Y después, todo esto.
En nuestra mesa del café El Cairo nos autoproclamamos La mesa de los Galanes, pero en realidad… éramos una mesa de saldos. Nos reuníamos para hablar al pedo… No triunfé en el fútbol por dos razones: mi pierna derecha y mi pierna izquierda. Fui un precursor de la deserción escolar: Sarmiento aparece siempre con el ceño fruncido, como si me acusara. En este momento me acordé del Gordo Soriano. ¿Cómo se fue a morir? ¿Cómo nos hizo esa cagada? ¿Por qué se mueren más los buenos que los malos?
(Terrible premonición, pienso ahora, a las cuatro de la tarde del viernes 20, cuando ya no está).

● ● ● ●

§ OBJETIVO DEL EJERCICIO
Cita del fragmento mostrado el pasaje que empieza en las palabras "En nuestra mesa" y termina después de "que los malos?".

● ● ● ●

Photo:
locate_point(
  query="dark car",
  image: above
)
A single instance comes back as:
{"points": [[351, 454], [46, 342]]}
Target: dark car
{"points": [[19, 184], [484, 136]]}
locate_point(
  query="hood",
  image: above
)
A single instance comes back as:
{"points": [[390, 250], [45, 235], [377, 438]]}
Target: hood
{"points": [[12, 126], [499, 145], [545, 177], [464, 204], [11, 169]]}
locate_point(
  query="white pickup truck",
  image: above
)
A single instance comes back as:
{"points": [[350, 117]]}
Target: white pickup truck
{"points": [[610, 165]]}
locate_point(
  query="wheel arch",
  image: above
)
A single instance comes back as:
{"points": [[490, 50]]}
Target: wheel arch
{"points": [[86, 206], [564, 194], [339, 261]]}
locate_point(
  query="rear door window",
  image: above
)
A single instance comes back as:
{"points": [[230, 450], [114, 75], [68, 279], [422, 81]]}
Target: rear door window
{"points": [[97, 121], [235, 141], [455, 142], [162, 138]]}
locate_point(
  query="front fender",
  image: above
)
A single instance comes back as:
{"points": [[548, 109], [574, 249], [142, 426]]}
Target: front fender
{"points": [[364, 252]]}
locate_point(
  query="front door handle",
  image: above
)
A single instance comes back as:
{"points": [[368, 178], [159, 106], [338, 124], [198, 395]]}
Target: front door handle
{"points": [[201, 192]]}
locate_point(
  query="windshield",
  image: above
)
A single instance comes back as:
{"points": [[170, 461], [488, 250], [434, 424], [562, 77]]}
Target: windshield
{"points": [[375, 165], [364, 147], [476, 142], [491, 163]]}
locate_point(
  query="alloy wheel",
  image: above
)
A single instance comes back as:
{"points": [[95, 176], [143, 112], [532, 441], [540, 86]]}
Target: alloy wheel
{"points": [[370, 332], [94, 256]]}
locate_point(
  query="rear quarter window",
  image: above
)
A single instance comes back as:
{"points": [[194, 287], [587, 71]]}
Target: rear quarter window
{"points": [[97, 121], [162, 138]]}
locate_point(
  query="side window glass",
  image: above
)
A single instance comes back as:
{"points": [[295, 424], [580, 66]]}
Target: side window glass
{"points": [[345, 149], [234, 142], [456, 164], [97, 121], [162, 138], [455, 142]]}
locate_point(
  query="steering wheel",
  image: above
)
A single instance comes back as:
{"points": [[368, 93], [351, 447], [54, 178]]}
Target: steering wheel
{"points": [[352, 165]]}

● ● ● ●

§ RESPUESTA
En nuestra mesa del café El Cairo nos autoproclamamos La mesa de los Galanes, pero en realidad… éramos una mesa de saldos. Nos reuníamos para hablar al pedo… No triunfé en el fútbol por dos razones: mi pierna derecha y mi pierna izquierda. Fui un precursor de la deserción escolar: Sarmiento aparece siempre con el ceño fruncido, como si me acusara. En este momento me acordé del Gordo Soriano. ¿Cómo se fue a morir? ¿Cómo nos hizo esa cagada? ¿Por qué se mueren más los buenos que los malos?